+++ Trecho do documento
Para Francisco Brito Cruz, diretor do InternetLab, o controle direto do conteúdo publicado por políticos na rede não deve se tornar uma ação recorrente. Argumentos como quebra de decoro, por exemplo, poderiam abrir precedentes perigosos de decisões puramente políticas, e ameaçar, inclusive a liberdade de expressão do país.

“Uma interpretação extensiva do decoro pode implicar uma possível limitação da linguagem mais ácida, mesmo que ela não seja ilícita. Com isso podemos acabar causando uma padronização na comunicação dos políticos, tornando-a anódina, o que retira a dimensão retórica que faz parte da própria política”, explica o pesquisador.

Ele destaca, porém, que não se trata também de ignorar conteúdos que sejam ilícitos. Caso promovam conteúdos ofensivos e judicialmente puníveis, os políticos estão sujeitos às mesmas regras que nos demais meios de comunicação.

REDE MUNDIAL DE… POLÍTICOS

A mistura explosiva entre políticos e redes sociais não se limita ao Brasil. Com uma das contas mais seguidas no Twitter — são mais de 60 milhões de pessoas —,  o presidente dos Estados Unidos, Donald Trump, tuita diariamente desde o início de sua campanha para a Casa Branca, e lá protagonizou incontáveis escândalos.
++++++
Instruções de trabalho:
[A] Segundo o trecho sobre políticos nas redes sociais, quantas pessoas seguem a conta de Donald Trump no Twitter?
[B] Escreva a continuação do trecho sobre políticos nas redes sociais, começando logo depois da última frase apresentada.
As linhas vêm de uma fonte diferente da do trecho.
+++ Linhas fornecidas
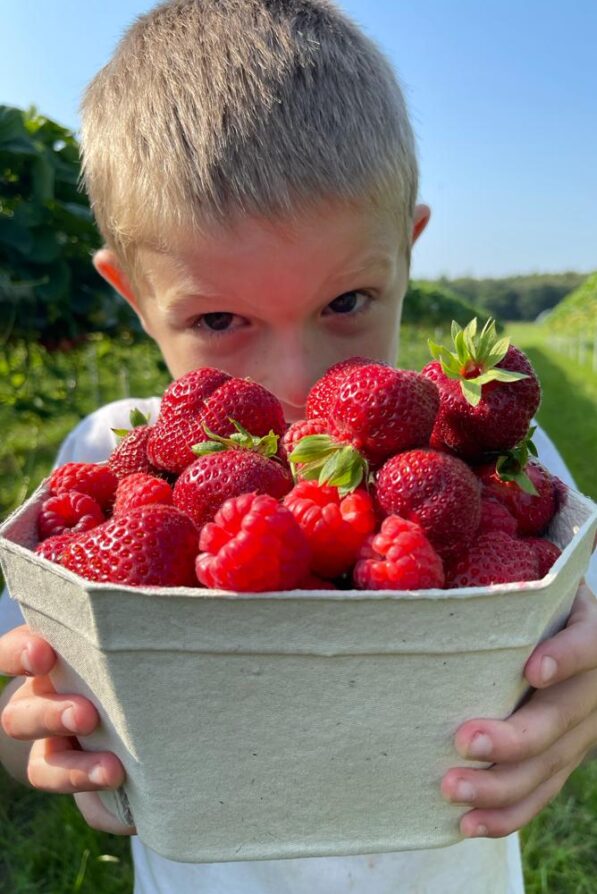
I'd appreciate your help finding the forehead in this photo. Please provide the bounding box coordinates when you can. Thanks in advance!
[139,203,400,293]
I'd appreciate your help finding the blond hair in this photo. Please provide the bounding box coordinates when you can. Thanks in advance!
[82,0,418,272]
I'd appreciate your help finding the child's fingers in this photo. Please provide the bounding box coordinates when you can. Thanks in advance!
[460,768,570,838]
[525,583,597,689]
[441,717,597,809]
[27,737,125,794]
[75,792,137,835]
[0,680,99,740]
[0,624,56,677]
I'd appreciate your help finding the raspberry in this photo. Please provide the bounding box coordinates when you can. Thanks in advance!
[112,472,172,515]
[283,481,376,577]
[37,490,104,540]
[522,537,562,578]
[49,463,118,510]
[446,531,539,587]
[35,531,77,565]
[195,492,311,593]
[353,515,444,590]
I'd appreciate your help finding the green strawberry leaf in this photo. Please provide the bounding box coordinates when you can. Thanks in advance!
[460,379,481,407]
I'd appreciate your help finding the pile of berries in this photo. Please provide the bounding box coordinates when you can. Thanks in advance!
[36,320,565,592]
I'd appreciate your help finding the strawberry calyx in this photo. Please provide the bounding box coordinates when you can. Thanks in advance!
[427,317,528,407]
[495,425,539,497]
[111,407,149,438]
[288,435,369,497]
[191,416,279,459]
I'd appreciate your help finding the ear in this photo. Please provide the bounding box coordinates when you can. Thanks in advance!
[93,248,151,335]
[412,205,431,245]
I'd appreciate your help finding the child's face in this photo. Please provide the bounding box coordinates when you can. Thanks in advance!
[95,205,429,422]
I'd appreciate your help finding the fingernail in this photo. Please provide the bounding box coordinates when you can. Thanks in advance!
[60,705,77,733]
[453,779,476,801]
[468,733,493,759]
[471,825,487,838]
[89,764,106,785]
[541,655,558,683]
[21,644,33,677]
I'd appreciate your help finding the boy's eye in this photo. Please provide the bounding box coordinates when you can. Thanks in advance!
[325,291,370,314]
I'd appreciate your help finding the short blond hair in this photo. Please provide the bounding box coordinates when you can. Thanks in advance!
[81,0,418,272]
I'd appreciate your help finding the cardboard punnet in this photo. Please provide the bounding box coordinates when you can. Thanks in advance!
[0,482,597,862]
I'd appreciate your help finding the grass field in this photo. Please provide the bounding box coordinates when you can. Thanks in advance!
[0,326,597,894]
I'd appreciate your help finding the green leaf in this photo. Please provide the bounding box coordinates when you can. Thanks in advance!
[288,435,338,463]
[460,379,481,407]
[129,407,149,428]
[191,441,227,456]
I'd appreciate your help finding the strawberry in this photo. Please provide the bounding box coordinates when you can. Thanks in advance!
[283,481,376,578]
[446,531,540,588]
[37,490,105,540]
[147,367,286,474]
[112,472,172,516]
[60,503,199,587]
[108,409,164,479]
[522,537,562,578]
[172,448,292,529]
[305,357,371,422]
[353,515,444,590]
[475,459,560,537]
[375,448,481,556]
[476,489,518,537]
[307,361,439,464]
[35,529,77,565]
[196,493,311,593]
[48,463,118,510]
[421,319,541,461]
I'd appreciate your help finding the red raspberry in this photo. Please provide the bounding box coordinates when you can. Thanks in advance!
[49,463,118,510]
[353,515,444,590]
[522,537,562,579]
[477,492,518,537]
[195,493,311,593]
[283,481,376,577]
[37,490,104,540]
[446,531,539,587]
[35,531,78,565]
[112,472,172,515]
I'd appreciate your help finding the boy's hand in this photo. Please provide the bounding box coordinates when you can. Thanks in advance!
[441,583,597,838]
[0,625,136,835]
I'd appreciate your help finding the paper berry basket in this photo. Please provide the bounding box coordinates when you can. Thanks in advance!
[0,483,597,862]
++++++
Respostas esperadas:
[A] Mais de 60 milhões de pessoas.

[B]
Mas duas medidas recentes mostraram que a oposição ao americano não está submetida a seus impropérios digitais. Em um caso emblemático recente, os parlamentares americanos decidiram em votação que era possível classificar de racistas os tuítes feitos por Donald Trump para se referir a quatro parlamentares democratas e opositores a seu governo.

Ao longo de 20 tuítes, o presidente americano atacou Alexandria Ocasio-Cortez, de Nova York, Ilhan Omar, de Minnesota, Ayanna S. Pressley, de Massachusetts, e Rashida Tlaib, de Michigan, e chegou a dizer que elas deveriam voltar “para ajudar os lugares quebrados e infestados pelo crime de onde vieram”.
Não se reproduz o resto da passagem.